# Your tasks
1. In the post on violence in Chicago, how many known gang members is the city said to have?
2. Write the next few paragraphs of the post on violence in Chicago, picking up after its final sentence.

# Selected excerpt
05 Nov Chiraq
I recently viewed the mini-documentary entitled Chi Raq (watch below).
The 13-minute film shares stories from Chicago residents who are or have been affiliated with gangs as well as the perspective of those who have been affected by the violence plaguing the city.
Based on the testimonies in the film and of those I’ve read about in the past, the consensus seems to be that poverty and unemployment, in addition to a conscious effort to concentrate individuals affected by those circumstances in one area, are to blame.
There are also some who blame music and other societal messages, but this is a notion that I can’t fully support. I believe that art imitates life more so than the reverse. This doesn’t mean that the relationship isn’t cyclical and that there aren’t instances where the opposite is true, however. But an issue of this magnitude can’t be the fault of what’s in our headphones as much as what’s in our heads and in our wallets.
Chicago has over 100,000 (known) gang members that are largely blamed for the violence in the city, but are they solely responsible for the environment within which they reside, or are they a symptom of a larger, systemic problem? HBO’s VICE shed some light on this in a segment entitled Chiraq that premiered this past summer.
Researchers have consistently found that poverty correlates with violence, but there are many factors that contribute to poverty.
Like many others, I come down on the side of poverty, unemployment, and a lack of education being mostly to blame for this enormous issue. Interestingly enough, they are all related to one another. This means that whatever is done to alleviate violence in our communities will have to take a multifaceted approach.
Regardless of the disputes over the reasons behind the violence, it is clear that there is a gaping imbalance in Chicago and other violent-prone areas that has existed for many years. Something must be done.

# Given data
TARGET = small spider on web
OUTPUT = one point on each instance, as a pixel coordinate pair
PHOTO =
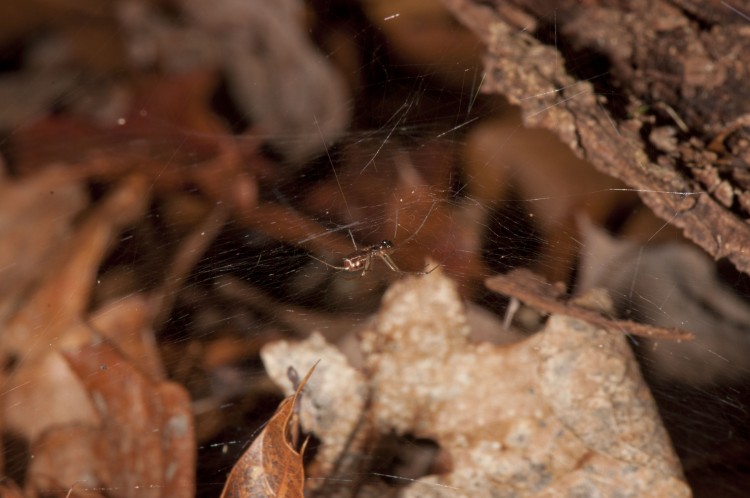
(362, 259)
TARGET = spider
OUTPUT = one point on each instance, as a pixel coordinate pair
(362, 259)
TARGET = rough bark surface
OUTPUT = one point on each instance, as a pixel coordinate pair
(651, 93)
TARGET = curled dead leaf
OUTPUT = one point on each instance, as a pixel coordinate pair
(272, 467)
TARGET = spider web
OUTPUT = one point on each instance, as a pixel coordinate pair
(398, 174)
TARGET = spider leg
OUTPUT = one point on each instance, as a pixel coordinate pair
(389, 262)
(328, 264)
(367, 264)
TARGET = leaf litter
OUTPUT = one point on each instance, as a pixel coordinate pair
(115, 374)
(563, 411)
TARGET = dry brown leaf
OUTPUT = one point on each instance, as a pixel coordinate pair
(126, 323)
(47, 201)
(65, 455)
(332, 410)
(271, 467)
(145, 444)
(41, 390)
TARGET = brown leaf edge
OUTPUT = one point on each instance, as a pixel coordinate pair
(271, 467)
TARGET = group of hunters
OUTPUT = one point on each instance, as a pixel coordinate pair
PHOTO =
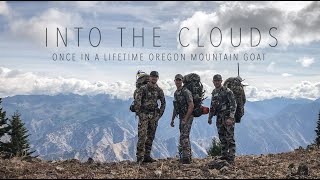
(148, 111)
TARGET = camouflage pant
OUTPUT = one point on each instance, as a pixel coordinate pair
(148, 123)
(226, 136)
(185, 129)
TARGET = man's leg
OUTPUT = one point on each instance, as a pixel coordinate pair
(152, 128)
(142, 136)
(185, 141)
(231, 145)
(222, 137)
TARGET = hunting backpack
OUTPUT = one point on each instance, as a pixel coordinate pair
(193, 84)
(141, 79)
(235, 85)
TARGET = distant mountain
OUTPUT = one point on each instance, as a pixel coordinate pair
(102, 127)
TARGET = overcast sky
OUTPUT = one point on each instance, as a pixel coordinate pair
(290, 69)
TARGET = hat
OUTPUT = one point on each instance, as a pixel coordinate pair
(217, 77)
(154, 73)
(178, 76)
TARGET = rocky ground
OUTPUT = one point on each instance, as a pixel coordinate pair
(302, 163)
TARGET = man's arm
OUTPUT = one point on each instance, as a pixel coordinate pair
(163, 102)
(190, 104)
(138, 99)
(211, 109)
(233, 104)
(174, 114)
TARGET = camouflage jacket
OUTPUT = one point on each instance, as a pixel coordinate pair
(181, 99)
(223, 101)
(147, 97)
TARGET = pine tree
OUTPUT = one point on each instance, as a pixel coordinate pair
(317, 141)
(4, 128)
(19, 145)
(215, 148)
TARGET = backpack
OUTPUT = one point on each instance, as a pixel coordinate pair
(235, 85)
(193, 84)
(141, 79)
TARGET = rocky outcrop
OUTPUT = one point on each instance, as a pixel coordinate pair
(297, 164)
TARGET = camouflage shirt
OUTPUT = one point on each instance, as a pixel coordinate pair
(147, 97)
(181, 99)
(222, 101)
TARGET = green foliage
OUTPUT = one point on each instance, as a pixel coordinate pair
(317, 141)
(19, 145)
(4, 128)
(215, 148)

# Responses
1. Over 100,000.

2.
Murders in Chicago by year:
|1928: 399||1965: 395||1973: 864||1974: 970||1988: 660|
|1989: 742||1990: 851||1991: 927||1992: 943||1993: 855|
|1994: 931||1995: 828||1996: 796||1997: 761||1998: 704|
|1999: 643||2000: 633||2001: 667||2002: 656||2003: 601|
|2004: 453||2005: 451||2006: 471||2007: 448||2008: 513|
|2009: 459||2010: 436||2011: 435||2012: 516||2013: 359|
Source: 2011 Chicago Murder Analysis Report via Wikipedia
If there’s anything positive that can be taken from this chart, it’s the current total for this year. One can only hope that this number will stagnate and not approach the toll seen in previous years.
Watch Chi Raq below.
Side Notes: The Windy City isn’t the only area experiencing high levels of violence. According to the FBI, violent crime increased nationwide in 2012 – the first time in six years. On top of that, Chicago isn’t even the most violent city in the U.S. as many – including myself – are led to think. That label was placed on Flint, MI in 2012 for the third consecutive year. And the fact is that here are many other cities that are more dangerous per capita than Chicago. Mason Johnson detailed this nicely in Chicago Not Actually ‘Murder Capital’ Of, Well, Anything that appeared on Chicago’s CBS Local website in September.
If you’re interested in seeing an activist’s perspective, check out Chiraq “Ground Zero”.
For past insights into factors contributing to violence (that still holds true): The Cost of Inequality: Metropolitan Structure and Violent Crime
What are your reactions to Chi Raq, and the issue of violence in urban communities? What can realistically be done to bring about positive, lasting change?